* [Task statement] Starting at the line containing "Where can the woman" and ending at the line containing "x=311, y=869", both included, write those items out as a Markdown table with the columns Row and Text. Give one numbered row per line and skip any blank lines.

————

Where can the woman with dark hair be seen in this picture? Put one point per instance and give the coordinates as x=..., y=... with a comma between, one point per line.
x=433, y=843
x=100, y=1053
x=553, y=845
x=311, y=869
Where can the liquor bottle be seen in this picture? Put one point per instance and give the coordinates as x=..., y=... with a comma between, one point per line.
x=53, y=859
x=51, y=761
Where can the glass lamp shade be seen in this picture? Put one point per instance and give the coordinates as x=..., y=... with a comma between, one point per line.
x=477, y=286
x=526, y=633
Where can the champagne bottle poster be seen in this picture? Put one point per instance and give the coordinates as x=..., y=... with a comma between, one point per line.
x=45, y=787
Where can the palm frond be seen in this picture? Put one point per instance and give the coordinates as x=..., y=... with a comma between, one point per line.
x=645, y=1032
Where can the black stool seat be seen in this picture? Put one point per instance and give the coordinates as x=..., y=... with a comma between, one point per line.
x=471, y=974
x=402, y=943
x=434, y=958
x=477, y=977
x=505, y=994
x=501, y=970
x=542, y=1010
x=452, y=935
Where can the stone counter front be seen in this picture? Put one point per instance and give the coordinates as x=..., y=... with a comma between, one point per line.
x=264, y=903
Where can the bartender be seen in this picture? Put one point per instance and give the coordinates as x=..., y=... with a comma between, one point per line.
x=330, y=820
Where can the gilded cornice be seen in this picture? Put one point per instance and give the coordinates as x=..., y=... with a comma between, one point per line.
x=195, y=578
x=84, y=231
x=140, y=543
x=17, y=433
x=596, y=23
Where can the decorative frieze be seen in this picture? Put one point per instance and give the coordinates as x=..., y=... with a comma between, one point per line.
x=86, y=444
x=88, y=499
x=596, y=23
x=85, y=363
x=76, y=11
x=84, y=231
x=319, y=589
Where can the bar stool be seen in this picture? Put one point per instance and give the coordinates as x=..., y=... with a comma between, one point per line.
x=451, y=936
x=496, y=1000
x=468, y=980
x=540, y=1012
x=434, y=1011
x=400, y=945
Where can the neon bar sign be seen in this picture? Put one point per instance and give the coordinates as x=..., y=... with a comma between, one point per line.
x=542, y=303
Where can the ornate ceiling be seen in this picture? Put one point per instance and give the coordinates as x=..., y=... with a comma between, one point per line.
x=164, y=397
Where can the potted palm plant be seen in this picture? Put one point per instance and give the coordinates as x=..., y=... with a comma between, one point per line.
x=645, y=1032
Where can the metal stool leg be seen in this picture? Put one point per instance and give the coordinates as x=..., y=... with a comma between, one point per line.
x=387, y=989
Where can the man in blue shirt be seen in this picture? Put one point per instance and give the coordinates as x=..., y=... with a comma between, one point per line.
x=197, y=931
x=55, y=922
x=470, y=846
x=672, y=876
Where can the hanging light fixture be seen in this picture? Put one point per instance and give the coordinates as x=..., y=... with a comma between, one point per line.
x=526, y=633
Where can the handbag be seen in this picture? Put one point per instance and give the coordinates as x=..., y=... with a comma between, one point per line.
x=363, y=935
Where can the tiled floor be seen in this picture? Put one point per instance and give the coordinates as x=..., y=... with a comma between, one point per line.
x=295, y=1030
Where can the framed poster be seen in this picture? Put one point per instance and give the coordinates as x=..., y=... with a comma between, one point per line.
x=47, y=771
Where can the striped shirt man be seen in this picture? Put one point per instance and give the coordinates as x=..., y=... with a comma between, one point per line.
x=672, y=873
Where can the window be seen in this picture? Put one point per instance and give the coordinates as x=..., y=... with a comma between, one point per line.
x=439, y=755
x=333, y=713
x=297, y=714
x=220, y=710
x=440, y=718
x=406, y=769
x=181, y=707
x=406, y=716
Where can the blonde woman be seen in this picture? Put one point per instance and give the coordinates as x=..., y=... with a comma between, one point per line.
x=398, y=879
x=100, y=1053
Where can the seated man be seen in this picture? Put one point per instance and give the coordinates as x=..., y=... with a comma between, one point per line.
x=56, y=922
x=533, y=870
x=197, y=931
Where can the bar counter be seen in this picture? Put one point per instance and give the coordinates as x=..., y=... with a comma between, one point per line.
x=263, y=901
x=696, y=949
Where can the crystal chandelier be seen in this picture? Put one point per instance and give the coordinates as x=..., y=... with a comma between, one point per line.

————

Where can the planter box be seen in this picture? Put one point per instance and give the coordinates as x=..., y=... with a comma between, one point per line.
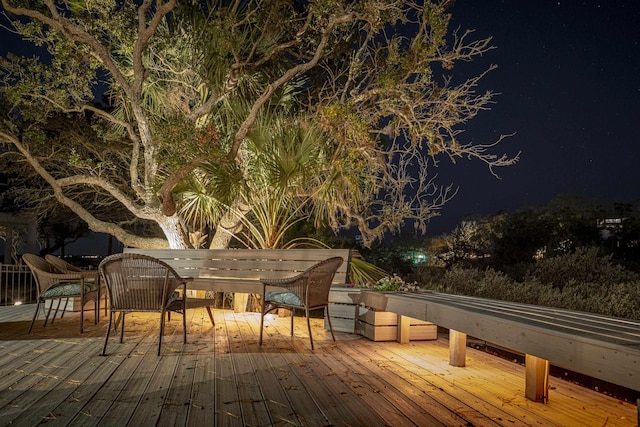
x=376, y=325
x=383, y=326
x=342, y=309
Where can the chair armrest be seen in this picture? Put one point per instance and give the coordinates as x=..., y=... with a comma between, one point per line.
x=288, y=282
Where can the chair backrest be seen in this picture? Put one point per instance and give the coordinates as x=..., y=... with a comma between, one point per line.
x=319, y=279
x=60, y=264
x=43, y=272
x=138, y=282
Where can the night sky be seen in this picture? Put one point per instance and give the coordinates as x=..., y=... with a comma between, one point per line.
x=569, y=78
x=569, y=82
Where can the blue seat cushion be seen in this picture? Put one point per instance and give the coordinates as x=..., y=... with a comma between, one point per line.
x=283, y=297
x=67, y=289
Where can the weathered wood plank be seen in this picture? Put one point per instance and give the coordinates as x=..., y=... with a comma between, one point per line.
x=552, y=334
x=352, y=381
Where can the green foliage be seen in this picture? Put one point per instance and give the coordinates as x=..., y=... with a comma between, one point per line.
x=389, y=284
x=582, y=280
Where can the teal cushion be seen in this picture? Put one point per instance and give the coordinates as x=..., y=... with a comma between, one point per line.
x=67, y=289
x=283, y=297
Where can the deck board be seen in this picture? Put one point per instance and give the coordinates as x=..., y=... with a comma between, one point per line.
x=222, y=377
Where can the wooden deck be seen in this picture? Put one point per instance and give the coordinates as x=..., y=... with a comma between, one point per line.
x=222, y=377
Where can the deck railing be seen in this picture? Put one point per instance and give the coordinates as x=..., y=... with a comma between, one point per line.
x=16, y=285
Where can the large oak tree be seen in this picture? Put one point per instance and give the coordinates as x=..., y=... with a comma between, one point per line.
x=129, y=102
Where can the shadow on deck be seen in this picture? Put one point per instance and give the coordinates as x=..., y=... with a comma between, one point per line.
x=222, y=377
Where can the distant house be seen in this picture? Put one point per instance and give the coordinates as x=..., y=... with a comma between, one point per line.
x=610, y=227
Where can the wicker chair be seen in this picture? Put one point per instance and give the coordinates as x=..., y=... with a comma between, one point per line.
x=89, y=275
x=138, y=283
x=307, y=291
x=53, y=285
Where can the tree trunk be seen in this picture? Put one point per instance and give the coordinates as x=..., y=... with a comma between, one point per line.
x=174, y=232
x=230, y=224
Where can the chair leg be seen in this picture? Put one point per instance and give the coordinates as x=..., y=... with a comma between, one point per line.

————

* [Solution for this task]
| Row | Text |
|---|---|
| 1 | Where can the woman with dark hair be seen in this picture? Put one point per instance and give the coordinates as x=..., y=... with a comma between, one point per line. |
| 2 | x=433, y=843 |
| 3 | x=100, y=1053 |
| 4 | x=553, y=845 |
| 5 | x=311, y=869 |